_Zu erledigende Arbeit:_
Gib die Einträge vom Anfang bis einschließlich der Zeile mit „x=632, y=201“ als Markdown-Tabelle mit den Spalten „Nr.“ und „Eintrag“ aus. Lass dabei Leerzeilen weg.

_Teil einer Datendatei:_
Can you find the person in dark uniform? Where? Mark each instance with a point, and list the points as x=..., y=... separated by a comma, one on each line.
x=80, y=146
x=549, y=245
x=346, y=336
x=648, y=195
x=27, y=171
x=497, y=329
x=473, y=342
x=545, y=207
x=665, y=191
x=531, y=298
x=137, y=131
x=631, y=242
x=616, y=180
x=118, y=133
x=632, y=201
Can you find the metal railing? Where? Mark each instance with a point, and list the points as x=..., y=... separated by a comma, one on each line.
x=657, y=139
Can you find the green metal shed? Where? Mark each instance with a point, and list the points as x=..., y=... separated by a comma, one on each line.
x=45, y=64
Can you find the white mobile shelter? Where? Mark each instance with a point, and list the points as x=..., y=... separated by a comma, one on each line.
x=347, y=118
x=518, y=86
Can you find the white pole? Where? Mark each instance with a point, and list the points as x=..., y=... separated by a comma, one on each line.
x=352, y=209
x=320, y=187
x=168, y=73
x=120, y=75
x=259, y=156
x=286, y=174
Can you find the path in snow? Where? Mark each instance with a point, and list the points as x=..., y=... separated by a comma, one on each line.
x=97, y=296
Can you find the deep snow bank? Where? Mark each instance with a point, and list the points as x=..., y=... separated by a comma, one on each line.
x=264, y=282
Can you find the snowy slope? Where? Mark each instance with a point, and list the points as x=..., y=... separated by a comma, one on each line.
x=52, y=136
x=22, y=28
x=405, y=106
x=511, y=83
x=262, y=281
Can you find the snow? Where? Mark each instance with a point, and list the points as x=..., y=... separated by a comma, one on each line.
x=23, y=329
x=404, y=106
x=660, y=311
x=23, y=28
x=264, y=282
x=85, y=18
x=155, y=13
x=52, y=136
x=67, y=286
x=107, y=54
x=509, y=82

_Lösung:_
| Nr. | Eintrag |
|---|---|
| 1 | Can you find the person in dark uniform? Where? Mark each instance with a point, and list the points as x=..., y=... separated by a comma, one on each line. |
| 2 | x=80, y=146 |
| 3 | x=549, y=245 |
| 4 | x=346, y=336 |
| 5 | x=648, y=195 |
| 6 | x=27, y=171 |
| 7 | x=497, y=329 |
| 8 | x=473, y=342 |
| 9 | x=545, y=207 |
| 10 | x=665, y=191 |
| 11 | x=531, y=298 |
| 12 | x=137, y=131 |
| 13 | x=631, y=242 |
| 14 | x=616, y=180 |
| 15 | x=118, y=133 |
| 16 | x=632, y=201 |